Page extract —
---

North Devon is probably best known for its beautiful beaches, stunning countryside and dramatic moors. Our economy, however, is not quite as buoyant as our beachside inflatables.
North Devon is sparsely populated and in keeping with other similarly populated parts of the UK, we historically have had high employment but low wages. Our median weekly, full time, earnings in December 2019 were 17.4% below the national average at just £483.78 per week. Total income per head fell from 3.3% above the UK average in 1997 to 3.1% below the national average by 2018. Our productivity is also below par, falling from 86.2% of the national average in 2002 to 78.8% of the average in 2018.
Employers often struggle to find the right staff in North Devon with a mismatch between the skills of those seeking working and those looking for employees. Well paid, skilled jobs frequently go unfilled, with many major employers having to routinely train their own staff. However, this is also fraught with difficulties. Our nearest university is over 50 miles away – we have very limited higher education provision, making it nigh on impossible for local employers to offer degree level apprenticeships.
Education is the key to levelling up, and as a former teacher myself, young people sometimes demonstrated a very low level of ambition. This is reflected in the findings of this week’s Social Mobility Commission report, The Long Shadow of Deprivation, which details how hard it is to become socially mobile when your family and friends continue to work in low skilled and low paid sectors. In North Devon, this situation is exacerbated by our distance from major conurbations where the outward benefits of a great job are less visible.

---

Recorded data —

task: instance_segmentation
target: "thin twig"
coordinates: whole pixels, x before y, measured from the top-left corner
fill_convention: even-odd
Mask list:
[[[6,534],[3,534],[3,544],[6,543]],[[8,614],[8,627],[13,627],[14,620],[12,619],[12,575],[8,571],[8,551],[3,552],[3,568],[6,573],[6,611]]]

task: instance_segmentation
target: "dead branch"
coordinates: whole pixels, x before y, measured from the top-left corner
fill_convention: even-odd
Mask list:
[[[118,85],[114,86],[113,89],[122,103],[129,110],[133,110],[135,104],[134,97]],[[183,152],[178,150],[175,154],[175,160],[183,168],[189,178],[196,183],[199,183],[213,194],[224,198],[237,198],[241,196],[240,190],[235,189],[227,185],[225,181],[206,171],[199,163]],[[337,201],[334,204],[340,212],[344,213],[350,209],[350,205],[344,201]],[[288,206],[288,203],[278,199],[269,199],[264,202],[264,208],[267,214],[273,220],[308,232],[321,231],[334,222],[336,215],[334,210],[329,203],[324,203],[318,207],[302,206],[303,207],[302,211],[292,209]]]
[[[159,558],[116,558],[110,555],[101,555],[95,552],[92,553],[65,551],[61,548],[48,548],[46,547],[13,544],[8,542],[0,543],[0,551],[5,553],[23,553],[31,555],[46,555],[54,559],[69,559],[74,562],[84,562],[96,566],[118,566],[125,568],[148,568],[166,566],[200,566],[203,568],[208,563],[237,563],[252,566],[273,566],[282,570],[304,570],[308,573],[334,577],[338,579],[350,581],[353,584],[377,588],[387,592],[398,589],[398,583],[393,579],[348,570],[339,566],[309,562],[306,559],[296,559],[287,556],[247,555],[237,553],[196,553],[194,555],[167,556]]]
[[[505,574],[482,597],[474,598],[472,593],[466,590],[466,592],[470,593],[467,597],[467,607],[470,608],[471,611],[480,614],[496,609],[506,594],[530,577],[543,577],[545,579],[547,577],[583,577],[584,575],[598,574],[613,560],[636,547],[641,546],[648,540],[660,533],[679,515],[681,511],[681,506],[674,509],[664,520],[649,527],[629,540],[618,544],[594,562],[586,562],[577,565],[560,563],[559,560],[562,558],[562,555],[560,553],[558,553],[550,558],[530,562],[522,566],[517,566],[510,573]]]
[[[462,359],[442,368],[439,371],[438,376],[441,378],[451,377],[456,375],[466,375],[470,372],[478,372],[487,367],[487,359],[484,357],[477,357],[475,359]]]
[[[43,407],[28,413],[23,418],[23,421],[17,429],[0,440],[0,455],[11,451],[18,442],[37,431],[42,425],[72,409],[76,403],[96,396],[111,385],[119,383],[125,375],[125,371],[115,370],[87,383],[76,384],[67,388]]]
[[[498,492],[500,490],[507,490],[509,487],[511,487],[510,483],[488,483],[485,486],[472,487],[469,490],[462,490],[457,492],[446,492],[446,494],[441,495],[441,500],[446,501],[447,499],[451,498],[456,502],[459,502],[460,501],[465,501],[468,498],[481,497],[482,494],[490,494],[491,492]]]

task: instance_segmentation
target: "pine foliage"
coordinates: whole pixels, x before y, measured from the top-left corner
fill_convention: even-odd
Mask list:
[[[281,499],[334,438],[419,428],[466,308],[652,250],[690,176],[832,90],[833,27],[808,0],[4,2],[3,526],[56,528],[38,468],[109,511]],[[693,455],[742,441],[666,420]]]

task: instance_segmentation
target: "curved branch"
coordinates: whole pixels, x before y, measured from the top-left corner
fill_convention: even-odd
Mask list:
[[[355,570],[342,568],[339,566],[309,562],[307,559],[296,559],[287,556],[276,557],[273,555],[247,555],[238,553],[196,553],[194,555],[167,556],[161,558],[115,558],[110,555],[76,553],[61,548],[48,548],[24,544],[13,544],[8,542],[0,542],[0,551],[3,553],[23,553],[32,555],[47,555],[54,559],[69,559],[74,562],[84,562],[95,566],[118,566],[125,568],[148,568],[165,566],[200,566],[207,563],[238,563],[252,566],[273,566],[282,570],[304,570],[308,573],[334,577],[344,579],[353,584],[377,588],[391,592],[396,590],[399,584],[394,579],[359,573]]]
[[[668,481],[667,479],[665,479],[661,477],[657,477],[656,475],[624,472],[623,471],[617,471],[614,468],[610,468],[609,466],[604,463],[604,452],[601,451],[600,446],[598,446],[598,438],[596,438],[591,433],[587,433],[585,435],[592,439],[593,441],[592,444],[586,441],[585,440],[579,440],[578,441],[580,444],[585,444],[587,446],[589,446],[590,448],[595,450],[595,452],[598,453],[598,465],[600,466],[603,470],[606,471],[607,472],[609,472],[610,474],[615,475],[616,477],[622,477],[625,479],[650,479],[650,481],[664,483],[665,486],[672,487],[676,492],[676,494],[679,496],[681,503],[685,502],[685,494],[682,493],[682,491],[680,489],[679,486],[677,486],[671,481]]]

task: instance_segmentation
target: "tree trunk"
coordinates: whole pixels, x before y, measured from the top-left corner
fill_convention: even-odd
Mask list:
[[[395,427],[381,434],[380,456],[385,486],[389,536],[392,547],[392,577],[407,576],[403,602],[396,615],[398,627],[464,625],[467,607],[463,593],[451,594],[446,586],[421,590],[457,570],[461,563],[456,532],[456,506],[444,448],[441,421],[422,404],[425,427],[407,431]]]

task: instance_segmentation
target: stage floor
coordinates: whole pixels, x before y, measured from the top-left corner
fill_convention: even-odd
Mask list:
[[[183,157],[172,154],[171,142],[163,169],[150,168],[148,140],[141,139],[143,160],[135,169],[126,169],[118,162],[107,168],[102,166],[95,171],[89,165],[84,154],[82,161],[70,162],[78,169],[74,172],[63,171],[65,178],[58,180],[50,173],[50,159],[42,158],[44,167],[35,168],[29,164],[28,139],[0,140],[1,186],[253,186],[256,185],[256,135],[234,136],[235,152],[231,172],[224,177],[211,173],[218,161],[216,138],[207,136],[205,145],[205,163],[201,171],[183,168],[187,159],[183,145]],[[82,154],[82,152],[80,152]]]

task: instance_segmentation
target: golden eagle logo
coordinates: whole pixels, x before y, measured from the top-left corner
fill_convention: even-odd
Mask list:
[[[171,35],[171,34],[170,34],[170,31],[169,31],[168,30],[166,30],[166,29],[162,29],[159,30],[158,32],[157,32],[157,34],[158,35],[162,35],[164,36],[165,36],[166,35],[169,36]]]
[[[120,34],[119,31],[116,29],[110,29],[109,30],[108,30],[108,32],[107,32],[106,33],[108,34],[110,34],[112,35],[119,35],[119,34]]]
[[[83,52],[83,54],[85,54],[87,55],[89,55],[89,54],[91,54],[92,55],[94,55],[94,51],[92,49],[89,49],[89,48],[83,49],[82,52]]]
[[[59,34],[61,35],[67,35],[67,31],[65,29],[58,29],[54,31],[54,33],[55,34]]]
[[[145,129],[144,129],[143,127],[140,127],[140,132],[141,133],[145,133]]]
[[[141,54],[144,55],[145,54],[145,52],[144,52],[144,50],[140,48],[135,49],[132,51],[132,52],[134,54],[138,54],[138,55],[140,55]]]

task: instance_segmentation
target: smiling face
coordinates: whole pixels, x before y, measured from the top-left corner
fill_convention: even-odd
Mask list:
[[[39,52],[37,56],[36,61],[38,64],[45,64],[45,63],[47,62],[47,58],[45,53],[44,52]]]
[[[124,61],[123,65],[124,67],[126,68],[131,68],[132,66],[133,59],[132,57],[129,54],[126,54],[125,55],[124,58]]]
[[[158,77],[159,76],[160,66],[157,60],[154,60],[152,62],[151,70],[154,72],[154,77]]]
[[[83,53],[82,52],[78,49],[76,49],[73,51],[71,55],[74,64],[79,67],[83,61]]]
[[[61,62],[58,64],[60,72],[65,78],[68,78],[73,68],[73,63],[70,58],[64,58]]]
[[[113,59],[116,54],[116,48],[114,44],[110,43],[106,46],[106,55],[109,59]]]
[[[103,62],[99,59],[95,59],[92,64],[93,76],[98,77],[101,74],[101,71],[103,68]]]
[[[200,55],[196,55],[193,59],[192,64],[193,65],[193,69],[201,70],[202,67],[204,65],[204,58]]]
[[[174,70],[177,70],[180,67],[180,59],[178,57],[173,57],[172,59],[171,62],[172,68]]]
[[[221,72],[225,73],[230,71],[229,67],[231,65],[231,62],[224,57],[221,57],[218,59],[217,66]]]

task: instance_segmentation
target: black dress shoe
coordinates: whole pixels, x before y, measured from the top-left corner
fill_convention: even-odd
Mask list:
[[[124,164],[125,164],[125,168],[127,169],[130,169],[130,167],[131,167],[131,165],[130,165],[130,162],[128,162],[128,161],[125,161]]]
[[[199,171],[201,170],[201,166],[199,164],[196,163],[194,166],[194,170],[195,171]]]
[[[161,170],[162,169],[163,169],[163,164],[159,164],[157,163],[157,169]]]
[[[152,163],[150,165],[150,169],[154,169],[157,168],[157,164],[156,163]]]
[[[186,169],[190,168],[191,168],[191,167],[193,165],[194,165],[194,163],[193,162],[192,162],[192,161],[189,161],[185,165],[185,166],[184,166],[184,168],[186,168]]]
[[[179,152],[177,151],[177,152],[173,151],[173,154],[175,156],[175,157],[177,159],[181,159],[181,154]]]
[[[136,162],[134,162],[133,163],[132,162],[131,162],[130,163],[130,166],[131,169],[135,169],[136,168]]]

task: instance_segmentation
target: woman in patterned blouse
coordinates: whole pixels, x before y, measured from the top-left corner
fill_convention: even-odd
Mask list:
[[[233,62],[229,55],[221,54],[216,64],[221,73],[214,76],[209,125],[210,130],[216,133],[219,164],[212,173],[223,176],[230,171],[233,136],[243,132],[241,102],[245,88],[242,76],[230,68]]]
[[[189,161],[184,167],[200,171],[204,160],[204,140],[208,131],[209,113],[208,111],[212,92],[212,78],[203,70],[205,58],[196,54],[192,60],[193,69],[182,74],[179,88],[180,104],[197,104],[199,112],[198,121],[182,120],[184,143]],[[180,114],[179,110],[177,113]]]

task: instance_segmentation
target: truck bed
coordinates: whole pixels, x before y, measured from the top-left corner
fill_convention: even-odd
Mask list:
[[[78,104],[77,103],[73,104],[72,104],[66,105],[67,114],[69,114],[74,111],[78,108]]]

---

The task —
In one to three sentences, explain why, according to the North Devon economy text, it is "nigh on impossible for local employers to offer degree level apprenticeships." Rely only on the text when you respond.

Answer box —
The nearest university is over 50 miles away, and the area has very limited higher education provision. This makes degree-level apprenticeships nearly impossible for local employers to offer.